INSTRUCTIONS TO FOLLOW → In the entries below, output every line from the one containing "indicate the clock leg, one dot per instance" through the last line of the entries as a JSON list of strings, one string per line, omitting blank lines.

DATA EXTRACT →
***

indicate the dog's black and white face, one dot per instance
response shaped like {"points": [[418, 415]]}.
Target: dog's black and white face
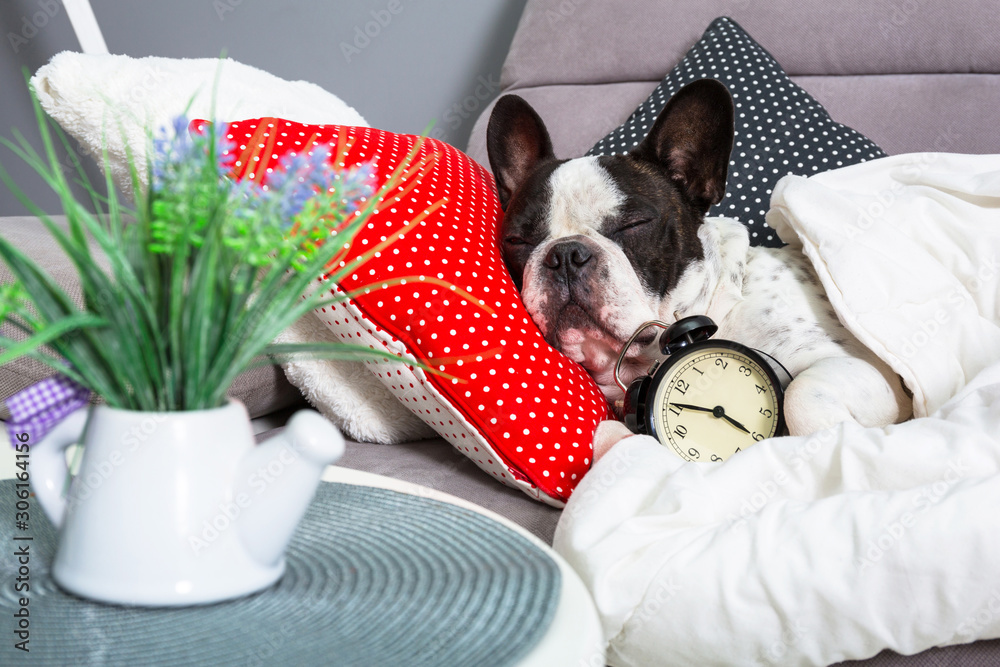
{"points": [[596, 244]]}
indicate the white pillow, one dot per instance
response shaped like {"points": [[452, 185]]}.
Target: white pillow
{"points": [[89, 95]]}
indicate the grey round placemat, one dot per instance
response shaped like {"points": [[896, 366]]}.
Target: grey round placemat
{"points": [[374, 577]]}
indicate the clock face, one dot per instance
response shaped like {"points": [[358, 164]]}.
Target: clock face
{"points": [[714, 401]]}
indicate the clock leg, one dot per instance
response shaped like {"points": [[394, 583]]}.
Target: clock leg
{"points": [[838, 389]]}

***

TASK ANSWER →
[
  "indicate the clock leg, one dot per instance",
  "response shaped like {\"points\": [[394, 583]]}.",
  "Target: clock leg",
  "{\"points\": [[838, 389]]}"
]